§ Short task:
Copy the material word for word from the line containing "Tag one point on each instance of the green" through the end, including both of those lines, and leave the pictures out of your copy.

[start Task input]

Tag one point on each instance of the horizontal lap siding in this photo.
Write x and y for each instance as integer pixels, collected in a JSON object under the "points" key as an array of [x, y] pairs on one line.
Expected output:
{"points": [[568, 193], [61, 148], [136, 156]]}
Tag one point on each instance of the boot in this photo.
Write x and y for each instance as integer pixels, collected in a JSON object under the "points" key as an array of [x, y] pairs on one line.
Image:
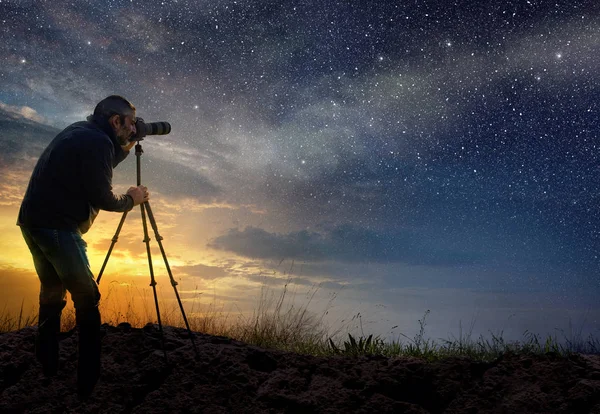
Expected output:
{"points": [[88, 364], [46, 340]]}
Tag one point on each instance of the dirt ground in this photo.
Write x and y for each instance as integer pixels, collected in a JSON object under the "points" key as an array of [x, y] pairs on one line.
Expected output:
{"points": [[231, 377]]}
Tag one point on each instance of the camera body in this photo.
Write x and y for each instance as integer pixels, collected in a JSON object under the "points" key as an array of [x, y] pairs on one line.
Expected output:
{"points": [[149, 128]]}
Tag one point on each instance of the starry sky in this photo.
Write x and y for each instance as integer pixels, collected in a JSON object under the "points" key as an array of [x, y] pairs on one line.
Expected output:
{"points": [[400, 155]]}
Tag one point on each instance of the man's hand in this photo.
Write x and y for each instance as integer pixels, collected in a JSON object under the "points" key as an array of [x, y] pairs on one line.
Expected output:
{"points": [[129, 145], [139, 194]]}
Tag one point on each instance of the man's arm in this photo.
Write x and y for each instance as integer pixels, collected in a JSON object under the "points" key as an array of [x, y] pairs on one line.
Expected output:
{"points": [[97, 169]]}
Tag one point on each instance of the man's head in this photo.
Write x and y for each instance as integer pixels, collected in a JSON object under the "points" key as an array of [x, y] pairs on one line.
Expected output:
{"points": [[120, 114]]}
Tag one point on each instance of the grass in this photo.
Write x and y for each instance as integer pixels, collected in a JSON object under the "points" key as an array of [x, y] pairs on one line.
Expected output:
{"points": [[279, 323]]}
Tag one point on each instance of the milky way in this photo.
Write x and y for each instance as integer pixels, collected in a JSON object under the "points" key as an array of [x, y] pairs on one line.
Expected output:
{"points": [[457, 135]]}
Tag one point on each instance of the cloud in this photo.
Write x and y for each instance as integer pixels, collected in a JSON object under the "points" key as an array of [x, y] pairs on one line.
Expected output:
{"points": [[203, 272], [344, 243]]}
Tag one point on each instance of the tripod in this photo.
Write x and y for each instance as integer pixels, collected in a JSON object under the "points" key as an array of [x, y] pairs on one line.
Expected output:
{"points": [[145, 208]]}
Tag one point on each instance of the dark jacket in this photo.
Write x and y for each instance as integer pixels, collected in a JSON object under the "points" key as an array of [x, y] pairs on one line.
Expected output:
{"points": [[72, 180]]}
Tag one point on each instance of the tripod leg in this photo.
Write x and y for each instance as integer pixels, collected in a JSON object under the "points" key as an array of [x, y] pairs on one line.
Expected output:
{"points": [[173, 282], [152, 280], [114, 240]]}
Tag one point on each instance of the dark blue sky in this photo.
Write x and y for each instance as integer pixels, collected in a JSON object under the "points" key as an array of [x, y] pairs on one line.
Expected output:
{"points": [[457, 137]]}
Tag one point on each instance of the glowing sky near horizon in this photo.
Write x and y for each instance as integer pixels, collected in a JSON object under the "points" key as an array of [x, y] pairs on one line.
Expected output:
{"points": [[416, 154]]}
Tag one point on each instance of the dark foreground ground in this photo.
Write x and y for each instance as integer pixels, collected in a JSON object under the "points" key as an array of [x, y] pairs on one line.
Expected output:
{"points": [[231, 377]]}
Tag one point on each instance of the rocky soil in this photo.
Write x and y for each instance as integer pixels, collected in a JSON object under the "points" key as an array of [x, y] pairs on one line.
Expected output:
{"points": [[232, 377]]}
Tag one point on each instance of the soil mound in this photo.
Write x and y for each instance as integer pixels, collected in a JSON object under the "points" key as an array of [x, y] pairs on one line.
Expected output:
{"points": [[233, 377]]}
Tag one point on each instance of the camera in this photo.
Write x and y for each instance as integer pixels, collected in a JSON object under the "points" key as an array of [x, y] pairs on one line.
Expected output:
{"points": [[149, 128]]}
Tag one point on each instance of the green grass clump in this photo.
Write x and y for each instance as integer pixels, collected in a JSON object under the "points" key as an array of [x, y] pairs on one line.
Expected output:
{"points": [[279, 323]]}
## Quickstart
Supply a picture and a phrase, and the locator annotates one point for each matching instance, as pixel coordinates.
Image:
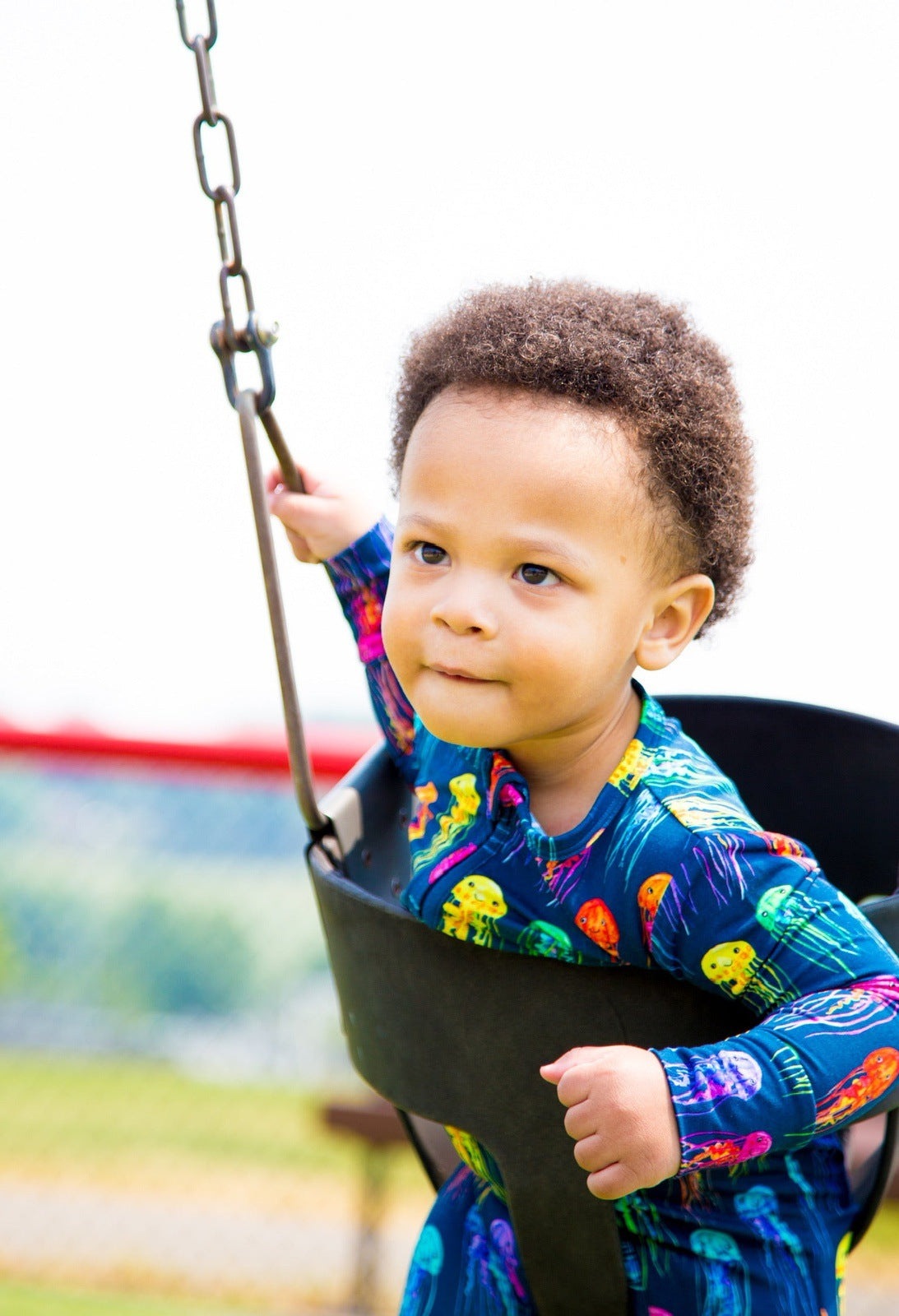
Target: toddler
(574, 503)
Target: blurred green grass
(39, 1300)
(98, 1118)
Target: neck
(566, 776)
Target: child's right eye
(429, 554)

[end Task input]

§ Task result:
Tag one point on each instance of the green grass clump in this photo.
Write x and y for each instance as integer pixels, collected in a JSON object under the "points" key as an array of [x, y] pairs on one line.
Expected output:
{"points": [[279, 323]]}
## Quickstart
Supply a picture and a phrase, and the locator annotates one point for each matching instance, as pixel coordinates.
Image:
Target: toddler
(574, 503)
Target: blurred green grass
(39, 1300)
(98, 1118)
Target: neck
(566, 776)
Target: child's right eye
(429, 554)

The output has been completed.